:: 页面 ::

高考只是一场我可以高高兴兴参加、平平静静回家的考试,是为了选拔高材生而考,而不是把高材生放在火上烤。

当然,也有可能因为我长时间都自甘做一个拎不清市面的傻黑咸,从来也没有把大学录取通知书看成是一张加入“人上人俱乐部”的会员卡,所以此后每每听闻社会上种种关于高考成就了“天之骄子”的传说,总觉得大惑不解,难道是自己身在福中不知福,当年真的是狗屎运上身——沾了大便……宜?

但回顾过去十几年的人生,这些传说跟我对自己和社会的认知并不能丝丝入扣地吻合,有时候甚至还背道而驰。

对我来说,上大学的经历对我之后的工作并没有实质性的帮助,所有的必备技能都是在工作过程中学到的。

只是因为社会对我谆谆教导:四年后找工作,你会需要一张叫做“大学毕业证书”的纸。因此我就花四年时间上课睡觉、下课游戏、考前突击,磕磕碰碰地拿到了这样一张纸。

而等我入职以后却发现,四年前那些拿着一张比我“低级”的纸就能入职的人,跟我干着差不多的活,拿着差不多的工资。

在我考上公务员的那一年,社会的话风又变了:要找工作,你会需要一张叫做“研究生毕业证书”的纸。因此我的那些“同年”多花了两三年时间拿到了一张更“高级”的纸,却依然跟我干着差不多的活,拿着差不多的工资。

:::
:: 记录信息 ::

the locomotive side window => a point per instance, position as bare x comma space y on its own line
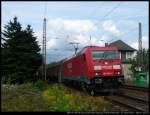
108, 54
84, 58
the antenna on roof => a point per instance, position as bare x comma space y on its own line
75, 44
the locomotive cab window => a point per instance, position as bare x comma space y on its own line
108, 54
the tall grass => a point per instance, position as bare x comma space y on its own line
53, 97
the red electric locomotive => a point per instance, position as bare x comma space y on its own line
96, 68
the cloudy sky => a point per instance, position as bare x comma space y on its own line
77, 21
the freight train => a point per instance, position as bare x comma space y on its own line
94, 68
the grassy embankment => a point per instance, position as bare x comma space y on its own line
54, 97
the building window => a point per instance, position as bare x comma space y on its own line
129, 55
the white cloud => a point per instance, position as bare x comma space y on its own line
145, 43
110, 27
78, 31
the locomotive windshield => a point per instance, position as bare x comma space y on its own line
106, 55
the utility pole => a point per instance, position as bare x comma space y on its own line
44, 50
140, 47
75, 44
90, 41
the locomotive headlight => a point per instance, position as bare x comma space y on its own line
120, 79
116, 67
97, 67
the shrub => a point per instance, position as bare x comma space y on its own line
40, 85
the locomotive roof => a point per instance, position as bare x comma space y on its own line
91, 47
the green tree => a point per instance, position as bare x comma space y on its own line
20, 53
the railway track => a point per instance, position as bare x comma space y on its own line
135, 98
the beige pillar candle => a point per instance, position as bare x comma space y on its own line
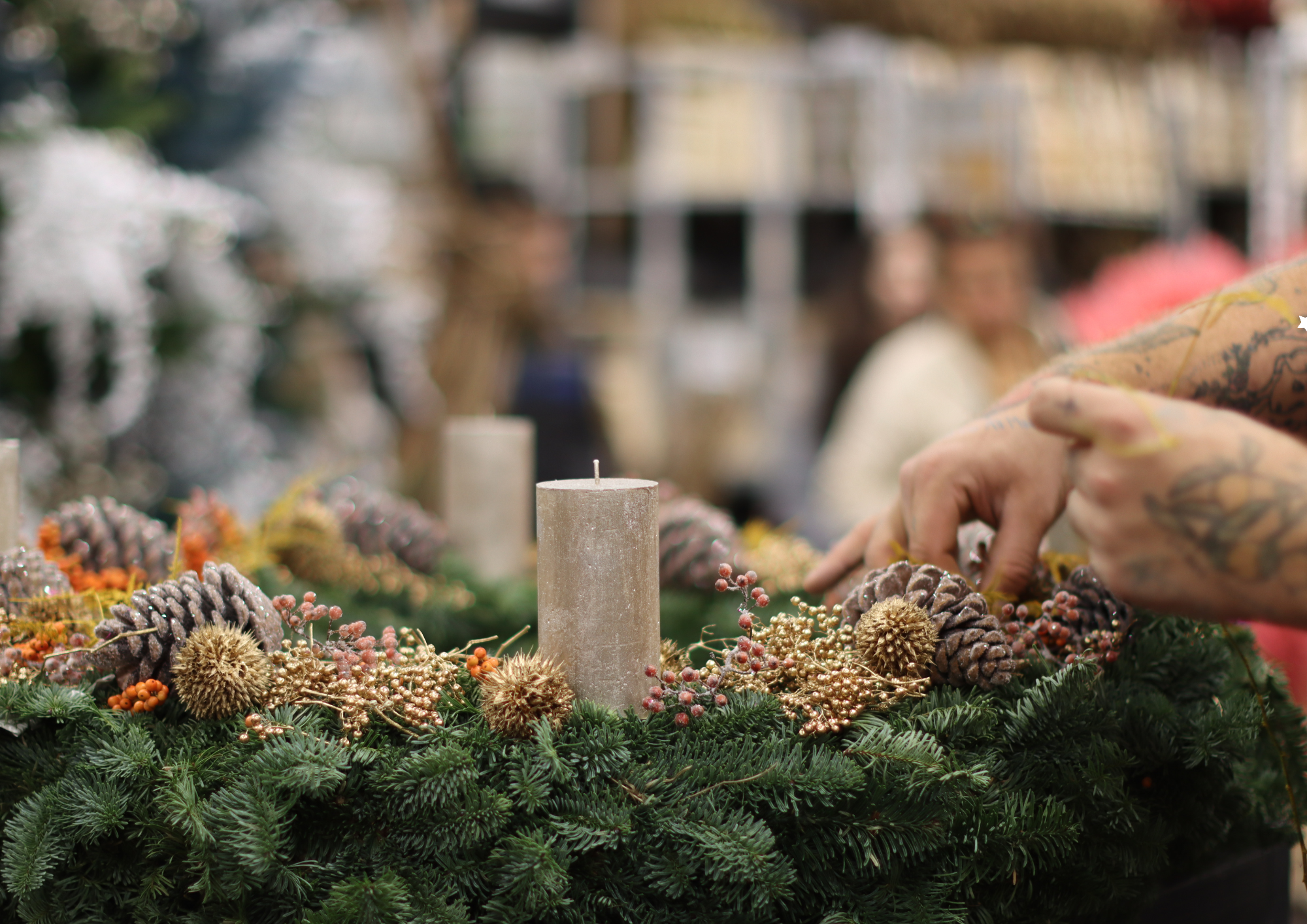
599, 587
11, 495
489, 470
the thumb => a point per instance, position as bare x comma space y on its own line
1092, 414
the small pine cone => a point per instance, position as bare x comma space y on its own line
522, 691
176, 610
693, 539
220, 671
378, 522
1100, 608
105, 534
897, 638
27, 574
972, 650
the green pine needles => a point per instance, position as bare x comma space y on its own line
1068, 795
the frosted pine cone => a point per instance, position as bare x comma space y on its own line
27, 574
378, 522
693, 539
1100, 608
972, 652
1080, 619
177, 608
105, 534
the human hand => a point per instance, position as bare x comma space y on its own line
998, 470
1186, 509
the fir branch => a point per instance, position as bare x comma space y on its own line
1275, 743
746, 780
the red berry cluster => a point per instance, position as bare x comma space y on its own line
350, 648
1061, 632
688, 693
144, 697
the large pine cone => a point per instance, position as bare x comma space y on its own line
176, 608
378, 522
105, 534
973, 652
27, 574
693, 540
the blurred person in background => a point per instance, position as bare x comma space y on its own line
884, 286
504, 347
933, 374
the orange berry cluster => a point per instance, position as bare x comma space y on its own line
143, 697
479, 665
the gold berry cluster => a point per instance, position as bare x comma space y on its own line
402, 692
144, 697
819, 675
262, 730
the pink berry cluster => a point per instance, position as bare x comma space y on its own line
686, 693
691, 692
742, 582
1061, 632
350, 648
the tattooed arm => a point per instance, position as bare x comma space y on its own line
1185, 509
1238, 348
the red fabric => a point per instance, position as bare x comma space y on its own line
1236, 15
1131, 289
1288, 648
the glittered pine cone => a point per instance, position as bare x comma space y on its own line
105, 534
693, 539
1082, 618
1099, 607
27, 574
522, 691
177, 608
378, 522
972, 650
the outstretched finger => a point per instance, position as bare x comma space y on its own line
1015, 553
889, 540
1092, 414
933, 530
844, 557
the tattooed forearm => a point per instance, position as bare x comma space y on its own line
1278, 397
1236, 518
1134, 350
1143, 340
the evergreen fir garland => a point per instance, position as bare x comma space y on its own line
1066, 795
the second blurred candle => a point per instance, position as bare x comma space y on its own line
489, 492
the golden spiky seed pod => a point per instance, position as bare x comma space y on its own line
523, 689
897, 638
220, 671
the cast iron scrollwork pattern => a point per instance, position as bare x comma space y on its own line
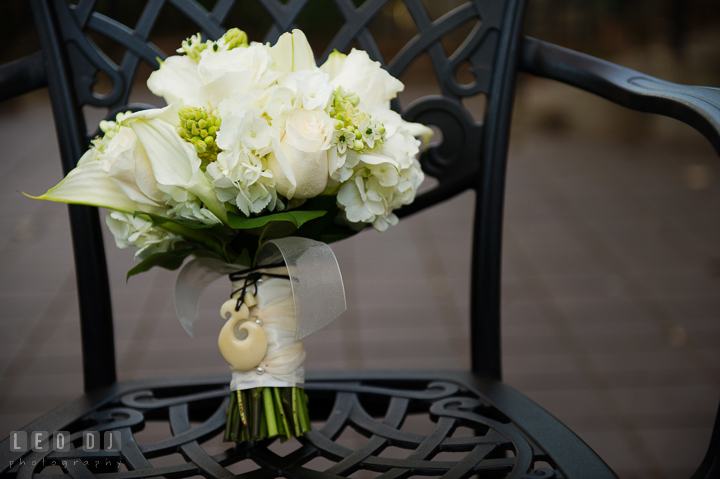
376, 410
453, 162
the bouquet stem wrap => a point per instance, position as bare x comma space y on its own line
292, 301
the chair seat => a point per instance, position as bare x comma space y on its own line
439, 423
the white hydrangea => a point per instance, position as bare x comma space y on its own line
141, 233
243, 179
184, 205
382, 179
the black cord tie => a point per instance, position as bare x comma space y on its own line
251, 277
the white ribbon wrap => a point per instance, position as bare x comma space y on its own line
289, 310
282, 365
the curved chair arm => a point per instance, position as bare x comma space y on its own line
697, 106
22, 76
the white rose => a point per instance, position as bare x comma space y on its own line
308, 130
359, 74
299, 160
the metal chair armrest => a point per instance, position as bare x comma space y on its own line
697, 106
22, 76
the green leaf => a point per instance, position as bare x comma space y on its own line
298, 218
160, 220
171, 260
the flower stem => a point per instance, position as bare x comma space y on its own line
278, 402
269, 413
296, 420
304, 413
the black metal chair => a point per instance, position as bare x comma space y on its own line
513, 436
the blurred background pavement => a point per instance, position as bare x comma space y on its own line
611, 259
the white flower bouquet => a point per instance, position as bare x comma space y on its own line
257, 143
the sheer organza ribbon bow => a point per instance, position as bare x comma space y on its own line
315, 279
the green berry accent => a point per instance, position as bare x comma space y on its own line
199, 128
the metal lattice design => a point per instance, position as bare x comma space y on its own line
461, 149
376, 410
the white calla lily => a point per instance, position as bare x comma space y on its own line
89, 184
366, 78
333, 64
174, 163
292, 52
177, 79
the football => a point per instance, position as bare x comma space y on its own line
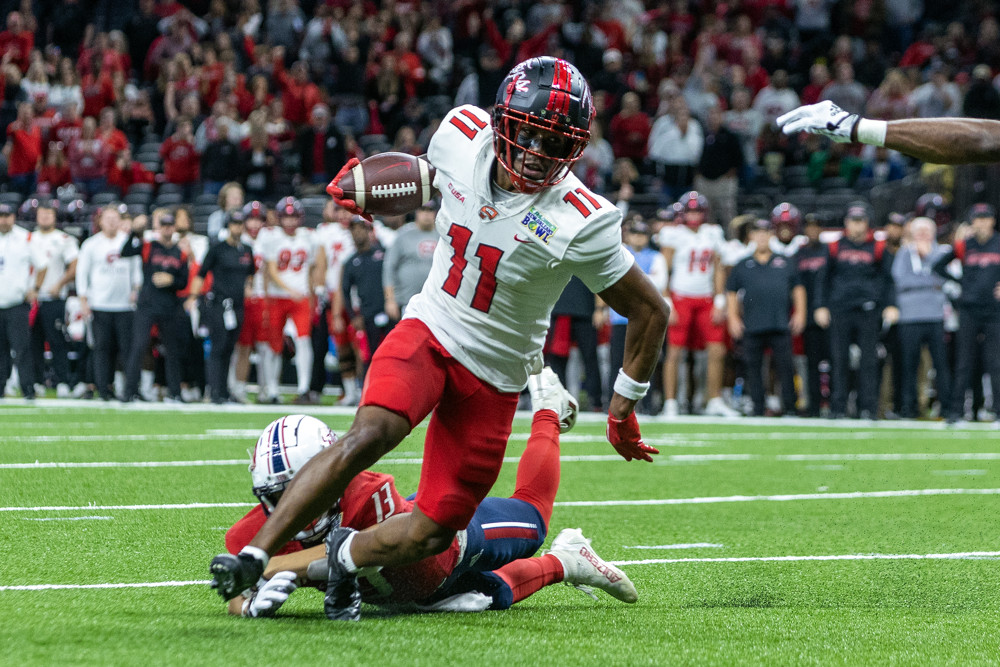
389, 183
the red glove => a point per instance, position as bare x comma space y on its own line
338, 194
624, 436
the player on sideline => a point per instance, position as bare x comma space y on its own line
935, 140
518, 228
487, 566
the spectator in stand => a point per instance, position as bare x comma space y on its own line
88, 159
231, 198
18, 292
408, 260
109, 133
220, 162
23, 151
746, 123
921, 316
979, 303
107, 285
719, 168
321, 147
675, 144
776, 98
362, 284
981, 99
17, 41
629, 130
258, 160
854, 296
165, 273
55, 172
938, 97
844, 91
766, 306
59, 251
891, 100
125, 172
180, 158
298, 94
232, 267
66, 88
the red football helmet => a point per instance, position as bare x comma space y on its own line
541, 122
786, 216
694, 209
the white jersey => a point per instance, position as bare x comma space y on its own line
693, 268
59, 249
504, 260
337, 244
19, 258
294, 256
104, 276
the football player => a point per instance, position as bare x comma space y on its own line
487, 566
515, 227
693, 249
334, 237
294, 266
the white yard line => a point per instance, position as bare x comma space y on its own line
707, 500
962, 555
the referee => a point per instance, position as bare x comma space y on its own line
231, 264
766, 284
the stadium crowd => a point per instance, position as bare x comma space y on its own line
208, 121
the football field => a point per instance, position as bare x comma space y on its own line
750, 542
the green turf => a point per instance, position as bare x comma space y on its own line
864, 612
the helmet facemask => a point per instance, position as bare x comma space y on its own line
519, 137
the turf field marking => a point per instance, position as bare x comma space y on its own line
708, 500
692, 545
962, 555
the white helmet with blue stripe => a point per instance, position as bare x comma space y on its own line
281, 450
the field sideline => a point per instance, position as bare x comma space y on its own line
752, 541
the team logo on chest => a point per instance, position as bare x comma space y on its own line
539, 225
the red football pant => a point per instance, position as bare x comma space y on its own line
412, 374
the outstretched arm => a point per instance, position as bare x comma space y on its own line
936, 140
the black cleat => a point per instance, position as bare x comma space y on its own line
343, 596
231, 575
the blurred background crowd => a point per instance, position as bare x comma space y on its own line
195, 109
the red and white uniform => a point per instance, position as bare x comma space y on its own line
692, 283
254, 312
468, 340
294, 255
369, 499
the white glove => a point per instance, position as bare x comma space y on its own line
824, 118
270, 595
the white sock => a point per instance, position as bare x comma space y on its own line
264, 368
344, 554
303, 363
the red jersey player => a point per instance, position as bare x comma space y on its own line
523, 227
487, 566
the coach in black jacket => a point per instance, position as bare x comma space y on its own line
164, 274
854, 295
978, 306
321, 147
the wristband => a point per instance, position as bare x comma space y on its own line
872, 131
629, 388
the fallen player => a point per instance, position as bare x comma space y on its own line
488, 566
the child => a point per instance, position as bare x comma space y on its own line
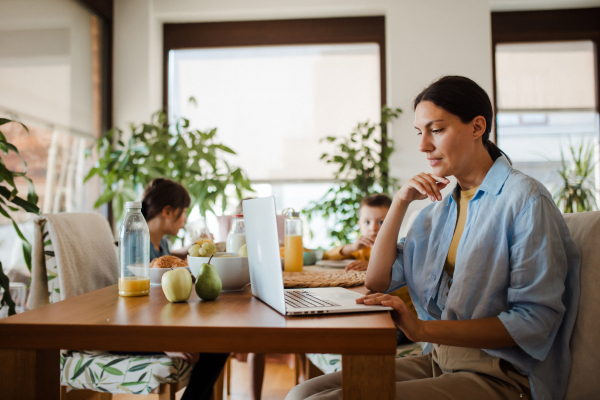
164, 207
371, 213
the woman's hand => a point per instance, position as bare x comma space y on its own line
192, 358
422, 186
402, 316
357, 266
361, 243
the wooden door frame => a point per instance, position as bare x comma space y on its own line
546, 26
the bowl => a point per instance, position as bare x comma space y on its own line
155, 273
233, 270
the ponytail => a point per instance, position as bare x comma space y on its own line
467, 100
494, 151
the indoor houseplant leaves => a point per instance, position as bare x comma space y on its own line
128, 162
362, 163
576, 192
10, 201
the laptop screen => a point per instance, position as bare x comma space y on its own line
263, 251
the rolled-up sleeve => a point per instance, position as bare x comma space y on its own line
538, 267
398, 277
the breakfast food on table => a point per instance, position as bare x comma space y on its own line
168, 262
208, 282
204, 250
177, 285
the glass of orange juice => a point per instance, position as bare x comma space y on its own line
293, 250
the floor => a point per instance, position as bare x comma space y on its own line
279, 379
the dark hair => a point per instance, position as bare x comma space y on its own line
466, 99
161, 193
376, 200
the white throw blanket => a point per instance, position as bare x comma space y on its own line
85, 253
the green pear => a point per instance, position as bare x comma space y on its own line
208, 282
177, 285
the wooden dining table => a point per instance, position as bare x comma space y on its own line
234, 322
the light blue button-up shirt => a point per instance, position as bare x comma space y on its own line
515, 261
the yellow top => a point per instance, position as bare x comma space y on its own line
462, 207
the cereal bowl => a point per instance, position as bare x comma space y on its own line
233, 270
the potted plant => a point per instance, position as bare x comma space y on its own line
362, 161
576, 192
129, 161
10, 201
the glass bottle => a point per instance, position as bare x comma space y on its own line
134, 252
237, 234
293, 250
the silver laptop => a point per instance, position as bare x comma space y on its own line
265, 270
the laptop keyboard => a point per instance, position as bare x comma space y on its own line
306, 299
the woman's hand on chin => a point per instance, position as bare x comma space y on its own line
422, 186
404, 319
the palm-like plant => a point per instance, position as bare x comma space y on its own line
9, 202
577, 192
160, 149
362, 169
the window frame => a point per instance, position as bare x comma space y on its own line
546, 26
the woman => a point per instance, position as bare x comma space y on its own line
492, 266
164, 207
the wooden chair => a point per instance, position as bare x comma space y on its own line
59, 240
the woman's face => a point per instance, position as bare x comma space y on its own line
448, 143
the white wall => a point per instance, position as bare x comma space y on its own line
425, 40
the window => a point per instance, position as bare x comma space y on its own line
273, 92
546, 104
546, 86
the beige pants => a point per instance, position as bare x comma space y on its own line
446, 373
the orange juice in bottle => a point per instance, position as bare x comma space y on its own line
134, 252
293, 250
134, 286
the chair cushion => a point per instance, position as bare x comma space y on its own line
585, 342
105, 372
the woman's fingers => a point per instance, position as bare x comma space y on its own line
433, 184
428, 186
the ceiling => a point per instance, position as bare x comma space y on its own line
521, 5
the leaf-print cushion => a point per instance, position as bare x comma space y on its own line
105, 372
333, 362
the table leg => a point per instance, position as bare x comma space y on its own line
368, 377
30, 374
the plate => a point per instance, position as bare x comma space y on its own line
335, 263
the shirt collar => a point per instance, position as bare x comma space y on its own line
496, 176
493, 181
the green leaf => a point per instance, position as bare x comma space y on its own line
132, 383
104, 198
79, 369
139, 367
6, 298
110, 370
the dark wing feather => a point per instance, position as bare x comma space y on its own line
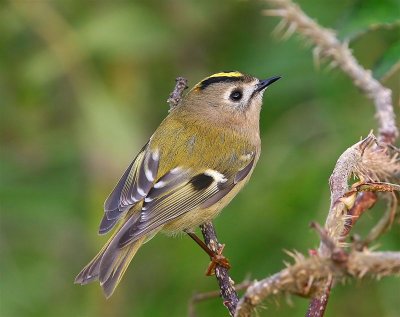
179, 193
133, 186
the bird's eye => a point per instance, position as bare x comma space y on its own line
236, 95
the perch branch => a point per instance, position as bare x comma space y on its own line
199, 297
226, 284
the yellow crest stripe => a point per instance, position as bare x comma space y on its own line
225, 74
232, 74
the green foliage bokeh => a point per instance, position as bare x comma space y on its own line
82, 87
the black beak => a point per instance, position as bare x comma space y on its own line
266, 82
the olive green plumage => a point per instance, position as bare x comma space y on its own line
197, 160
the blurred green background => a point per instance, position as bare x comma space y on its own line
82, 86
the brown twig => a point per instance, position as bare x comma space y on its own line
226, 284
308, 276
327, 46
199, 297
176, 95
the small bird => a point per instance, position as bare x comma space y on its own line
197, 160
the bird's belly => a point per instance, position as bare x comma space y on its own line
196, 217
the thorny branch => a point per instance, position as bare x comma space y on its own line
226, 284
307, 276
313, 276
327, 46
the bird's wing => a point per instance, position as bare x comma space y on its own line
181, 190
133, 186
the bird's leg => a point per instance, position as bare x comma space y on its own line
217, 258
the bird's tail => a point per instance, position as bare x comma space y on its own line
110, 264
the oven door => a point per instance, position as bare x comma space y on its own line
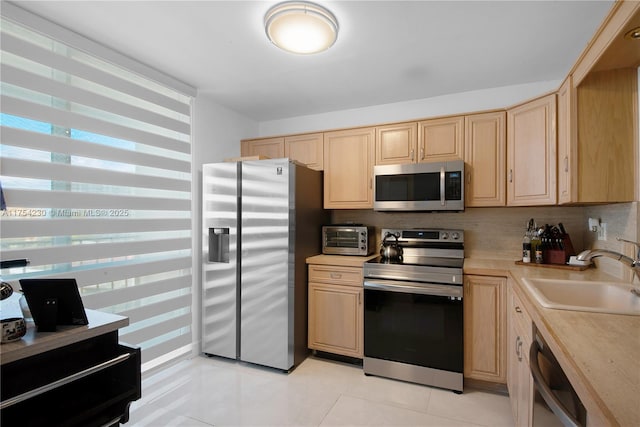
414, 324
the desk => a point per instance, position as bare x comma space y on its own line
76, 376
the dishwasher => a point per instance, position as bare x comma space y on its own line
555, 402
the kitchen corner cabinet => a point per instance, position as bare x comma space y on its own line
567, 142
307, 149
348, 168
531, 153
441, 139
519, 379
485, 157
485, 328
268, 147
397, 144
596, 128
336, 310
607, 114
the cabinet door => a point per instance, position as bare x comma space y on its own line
608, 136
269, 147
531, 153
485, 328
306, 149
441, 139
335, 319
519, 379
348, 169
396, 144
485, 156
567, 142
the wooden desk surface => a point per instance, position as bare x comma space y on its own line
38, 342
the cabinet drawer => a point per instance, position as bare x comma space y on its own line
350, 276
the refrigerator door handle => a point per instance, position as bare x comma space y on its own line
219, 244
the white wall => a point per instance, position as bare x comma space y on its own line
465, 102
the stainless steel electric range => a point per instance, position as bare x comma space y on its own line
413, 316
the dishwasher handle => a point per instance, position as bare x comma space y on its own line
545, 391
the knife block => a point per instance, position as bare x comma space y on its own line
557, 255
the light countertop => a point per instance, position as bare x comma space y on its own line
600, 353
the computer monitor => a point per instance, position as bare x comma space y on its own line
54, 302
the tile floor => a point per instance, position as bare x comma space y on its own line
209, 391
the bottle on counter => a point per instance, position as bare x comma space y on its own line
526, 248
536, 249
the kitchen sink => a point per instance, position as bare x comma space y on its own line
584, 295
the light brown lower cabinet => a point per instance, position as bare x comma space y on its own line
336, 310
519, 379
485, 328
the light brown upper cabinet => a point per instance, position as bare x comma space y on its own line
397, 143
484, 156
269, 147
531, 153
597, 138
441, 139
307, 149
348, 168
598, 116
567, 142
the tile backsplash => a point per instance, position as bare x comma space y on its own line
496, 233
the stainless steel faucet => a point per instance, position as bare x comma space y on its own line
634, 264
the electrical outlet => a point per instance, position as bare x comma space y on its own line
602, 231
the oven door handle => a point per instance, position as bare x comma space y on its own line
411, 288
545, 391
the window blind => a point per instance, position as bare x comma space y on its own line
96, 174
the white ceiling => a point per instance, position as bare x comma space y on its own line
387, 51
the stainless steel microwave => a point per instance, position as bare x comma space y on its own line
434, 186
347, 239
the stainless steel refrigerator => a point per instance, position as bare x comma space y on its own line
261, 220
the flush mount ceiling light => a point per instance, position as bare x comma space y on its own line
301, 27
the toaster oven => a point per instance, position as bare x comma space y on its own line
348, 239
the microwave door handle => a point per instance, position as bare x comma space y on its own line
442, 175
545, 391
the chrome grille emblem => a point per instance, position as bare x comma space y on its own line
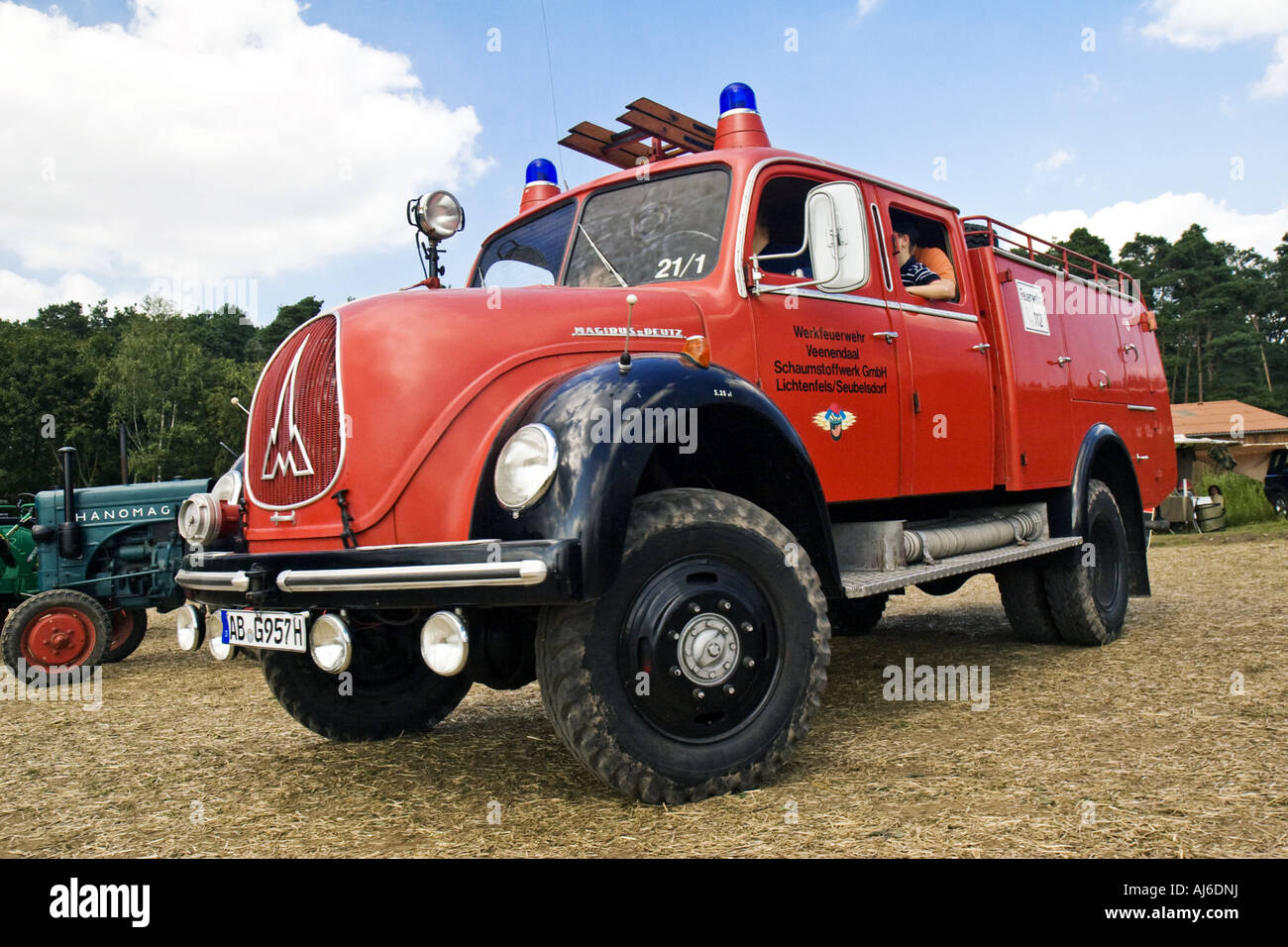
286, 398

:::

:: 任务目标 ::
- A) 这篇谈高考的短文里,哪些词语加了引号?请全部列出。
- B) 能否从记录中摘出含有“the stainless steel microwave”的那一行起、一直到记录末尾的各行,逐字照录,但不带上图片?

:: 参考答案 ::
- A)
“人上人俱乐部”
“天之骄子”
“大学毕业证书”
“低级”
“研究生毕业证书”
“同年”
“高级”

- B)
the stainless steel microwave => a point per instance, position as bare x comma space y on its own line
434, 186
347, 239
the stainless steel refrigerator => a point per instance, position as bare x comma space y on its own line
261, 220
the flush mount ceiling light => a point per instance, position as bare x comma space y on its own line
301, 27
the toaster oven => a point per instance, position as bare x comma space y on its own line
348, 239
the microwave door handle => a point per instance, position as bare x comma space y on its own line
442, 175
545, 391
the chrome grille emblem => a point per instance, position as bare x comma space y on its own line
286, 398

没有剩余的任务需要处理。